[Entries from a pointing dataset]
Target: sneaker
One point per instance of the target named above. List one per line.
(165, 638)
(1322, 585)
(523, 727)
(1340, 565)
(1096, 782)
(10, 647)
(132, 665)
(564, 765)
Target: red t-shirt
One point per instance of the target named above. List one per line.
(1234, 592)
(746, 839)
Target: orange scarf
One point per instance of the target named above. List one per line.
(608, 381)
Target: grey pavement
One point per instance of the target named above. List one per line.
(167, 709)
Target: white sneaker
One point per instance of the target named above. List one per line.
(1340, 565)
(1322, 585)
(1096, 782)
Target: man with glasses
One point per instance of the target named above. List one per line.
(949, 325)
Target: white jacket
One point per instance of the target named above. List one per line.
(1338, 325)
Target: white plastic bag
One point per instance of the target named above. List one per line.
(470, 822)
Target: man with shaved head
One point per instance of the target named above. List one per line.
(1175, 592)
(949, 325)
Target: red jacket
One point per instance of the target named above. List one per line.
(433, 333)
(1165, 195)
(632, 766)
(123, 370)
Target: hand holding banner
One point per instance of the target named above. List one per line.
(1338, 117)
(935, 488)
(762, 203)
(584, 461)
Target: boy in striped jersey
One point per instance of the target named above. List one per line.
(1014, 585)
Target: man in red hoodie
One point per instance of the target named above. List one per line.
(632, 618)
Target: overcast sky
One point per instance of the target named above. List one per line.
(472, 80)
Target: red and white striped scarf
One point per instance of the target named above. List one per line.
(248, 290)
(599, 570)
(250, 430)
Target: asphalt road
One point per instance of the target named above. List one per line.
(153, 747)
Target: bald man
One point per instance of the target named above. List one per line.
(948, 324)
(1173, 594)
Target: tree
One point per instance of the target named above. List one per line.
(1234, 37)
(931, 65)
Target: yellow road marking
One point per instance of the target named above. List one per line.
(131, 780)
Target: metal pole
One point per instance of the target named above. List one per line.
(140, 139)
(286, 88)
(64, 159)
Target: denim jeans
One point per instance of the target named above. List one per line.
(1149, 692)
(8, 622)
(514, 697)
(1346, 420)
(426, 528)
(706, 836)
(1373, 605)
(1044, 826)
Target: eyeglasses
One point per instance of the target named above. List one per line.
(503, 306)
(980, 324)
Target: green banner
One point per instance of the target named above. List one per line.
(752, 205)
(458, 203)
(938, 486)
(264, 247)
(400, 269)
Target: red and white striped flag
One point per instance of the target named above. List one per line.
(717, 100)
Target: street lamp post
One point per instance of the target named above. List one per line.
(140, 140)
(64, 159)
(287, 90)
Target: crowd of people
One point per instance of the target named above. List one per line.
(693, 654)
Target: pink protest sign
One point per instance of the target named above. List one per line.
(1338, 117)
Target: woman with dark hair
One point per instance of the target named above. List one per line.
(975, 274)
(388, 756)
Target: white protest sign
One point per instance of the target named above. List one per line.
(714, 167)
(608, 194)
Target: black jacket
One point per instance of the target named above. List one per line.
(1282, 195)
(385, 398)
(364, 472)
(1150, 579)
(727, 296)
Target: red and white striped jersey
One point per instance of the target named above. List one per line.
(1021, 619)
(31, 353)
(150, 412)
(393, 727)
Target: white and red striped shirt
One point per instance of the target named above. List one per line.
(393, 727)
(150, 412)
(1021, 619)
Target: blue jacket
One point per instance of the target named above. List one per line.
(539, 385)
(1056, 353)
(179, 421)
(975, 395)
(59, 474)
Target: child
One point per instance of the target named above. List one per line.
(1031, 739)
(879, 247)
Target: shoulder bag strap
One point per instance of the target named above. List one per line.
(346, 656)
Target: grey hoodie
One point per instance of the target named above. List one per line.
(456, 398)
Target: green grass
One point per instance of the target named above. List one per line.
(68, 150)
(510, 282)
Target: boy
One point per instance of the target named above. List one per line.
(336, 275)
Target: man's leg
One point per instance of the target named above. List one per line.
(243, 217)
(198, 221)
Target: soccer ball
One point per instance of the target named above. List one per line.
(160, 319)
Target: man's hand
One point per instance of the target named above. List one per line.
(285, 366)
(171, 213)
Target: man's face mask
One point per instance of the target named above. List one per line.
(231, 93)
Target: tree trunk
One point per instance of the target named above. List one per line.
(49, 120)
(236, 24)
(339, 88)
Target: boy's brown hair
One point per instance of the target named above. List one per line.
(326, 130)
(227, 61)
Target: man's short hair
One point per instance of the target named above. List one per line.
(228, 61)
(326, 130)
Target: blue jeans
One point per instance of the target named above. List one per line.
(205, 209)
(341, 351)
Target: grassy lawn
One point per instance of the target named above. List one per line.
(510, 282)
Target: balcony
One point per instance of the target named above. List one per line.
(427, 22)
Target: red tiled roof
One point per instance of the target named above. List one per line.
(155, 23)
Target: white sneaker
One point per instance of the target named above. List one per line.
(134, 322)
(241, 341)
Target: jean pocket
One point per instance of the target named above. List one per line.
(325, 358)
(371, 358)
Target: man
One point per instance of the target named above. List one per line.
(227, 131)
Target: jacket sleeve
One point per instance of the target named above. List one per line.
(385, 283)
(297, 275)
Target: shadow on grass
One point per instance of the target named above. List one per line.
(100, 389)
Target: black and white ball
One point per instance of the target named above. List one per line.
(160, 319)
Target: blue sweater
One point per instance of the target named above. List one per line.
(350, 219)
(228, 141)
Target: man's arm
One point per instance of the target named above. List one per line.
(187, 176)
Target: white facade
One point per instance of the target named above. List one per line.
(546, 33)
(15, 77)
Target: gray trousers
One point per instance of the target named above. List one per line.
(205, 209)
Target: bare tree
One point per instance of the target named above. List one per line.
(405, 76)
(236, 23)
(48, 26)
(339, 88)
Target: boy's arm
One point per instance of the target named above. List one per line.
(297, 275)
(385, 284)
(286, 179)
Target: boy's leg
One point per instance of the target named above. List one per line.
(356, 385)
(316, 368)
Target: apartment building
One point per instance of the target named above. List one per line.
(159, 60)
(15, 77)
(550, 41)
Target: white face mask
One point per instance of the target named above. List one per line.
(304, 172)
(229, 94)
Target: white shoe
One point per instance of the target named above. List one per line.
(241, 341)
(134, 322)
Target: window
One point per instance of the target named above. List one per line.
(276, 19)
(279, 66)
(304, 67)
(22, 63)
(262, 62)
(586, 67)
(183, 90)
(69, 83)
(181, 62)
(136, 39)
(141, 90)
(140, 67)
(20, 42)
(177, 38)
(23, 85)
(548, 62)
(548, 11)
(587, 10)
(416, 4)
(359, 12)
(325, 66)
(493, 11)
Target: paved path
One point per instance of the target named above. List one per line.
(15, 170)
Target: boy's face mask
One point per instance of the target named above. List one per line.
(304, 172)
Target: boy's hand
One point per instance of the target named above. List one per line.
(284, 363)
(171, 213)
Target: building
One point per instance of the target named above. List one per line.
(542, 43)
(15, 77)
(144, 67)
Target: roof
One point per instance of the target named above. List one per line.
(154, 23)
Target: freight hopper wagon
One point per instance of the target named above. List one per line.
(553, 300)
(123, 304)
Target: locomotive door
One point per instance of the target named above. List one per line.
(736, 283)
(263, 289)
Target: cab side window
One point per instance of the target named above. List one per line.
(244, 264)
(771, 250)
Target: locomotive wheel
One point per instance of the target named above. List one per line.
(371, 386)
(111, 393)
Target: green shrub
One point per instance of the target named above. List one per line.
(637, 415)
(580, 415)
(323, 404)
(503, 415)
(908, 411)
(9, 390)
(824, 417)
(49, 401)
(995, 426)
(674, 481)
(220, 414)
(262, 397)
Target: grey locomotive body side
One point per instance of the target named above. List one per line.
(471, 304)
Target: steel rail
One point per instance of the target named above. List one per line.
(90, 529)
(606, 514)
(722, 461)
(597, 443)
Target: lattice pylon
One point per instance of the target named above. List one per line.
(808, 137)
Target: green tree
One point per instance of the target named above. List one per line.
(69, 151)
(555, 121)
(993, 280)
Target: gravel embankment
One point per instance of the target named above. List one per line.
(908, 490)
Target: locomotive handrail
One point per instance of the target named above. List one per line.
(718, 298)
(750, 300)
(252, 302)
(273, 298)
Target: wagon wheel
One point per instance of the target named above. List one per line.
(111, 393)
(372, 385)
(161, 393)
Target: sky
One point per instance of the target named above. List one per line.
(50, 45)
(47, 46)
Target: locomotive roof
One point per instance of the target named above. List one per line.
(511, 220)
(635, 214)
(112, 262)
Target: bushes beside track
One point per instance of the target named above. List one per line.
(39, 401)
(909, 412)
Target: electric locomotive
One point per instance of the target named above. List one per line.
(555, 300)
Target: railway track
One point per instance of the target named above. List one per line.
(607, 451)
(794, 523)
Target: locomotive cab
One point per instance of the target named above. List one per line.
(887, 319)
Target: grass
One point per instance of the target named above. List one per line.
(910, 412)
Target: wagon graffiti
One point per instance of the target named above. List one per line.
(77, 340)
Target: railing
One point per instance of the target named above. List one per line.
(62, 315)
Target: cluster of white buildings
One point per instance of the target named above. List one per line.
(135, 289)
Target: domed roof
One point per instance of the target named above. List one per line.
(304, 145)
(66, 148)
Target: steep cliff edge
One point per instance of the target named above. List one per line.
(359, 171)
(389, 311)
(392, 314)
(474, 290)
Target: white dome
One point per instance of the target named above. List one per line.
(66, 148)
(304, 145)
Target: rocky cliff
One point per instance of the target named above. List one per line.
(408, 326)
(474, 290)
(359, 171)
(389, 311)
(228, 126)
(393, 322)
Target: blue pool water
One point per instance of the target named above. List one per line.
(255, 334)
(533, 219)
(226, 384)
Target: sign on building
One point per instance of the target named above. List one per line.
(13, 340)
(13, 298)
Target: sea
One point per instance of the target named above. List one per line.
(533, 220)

WRITTEN PROBLEM:
Output exactly the lines from the one containing "Target: domed roof" through the last line of the entries, both ends included.

EXERCISE OUTPUT:
Target: domed roof
One point per instance of the target named above. List one per line.
(304, 145)
(66, 148)
Target: steep cliff edge
One point per instance of the target named above. List one per line.
(359, 171)
(389, 311)
(392, 314)
(474, 290)
Target: white dome
One point per instance of the target named above. List one per line.
(66, 148)
(304, 145)
Target: rocky cliff
One point per instance of the target named above. List one per line.
(408, 326)
(474, 290)
(359, 171)
(389, 311)
(228, 126)
(393, 322)
Target: blue pool water
One point per instance of the target named above. List one per line.
(255, 334)
(533, 219)
(226, 384)
Target: sign on building
One point per instance of the target named above. List one per line.
(13, 340)
(13, 298)
Target: sea
One point per instance of the target named above. List one per line.
(533, 220)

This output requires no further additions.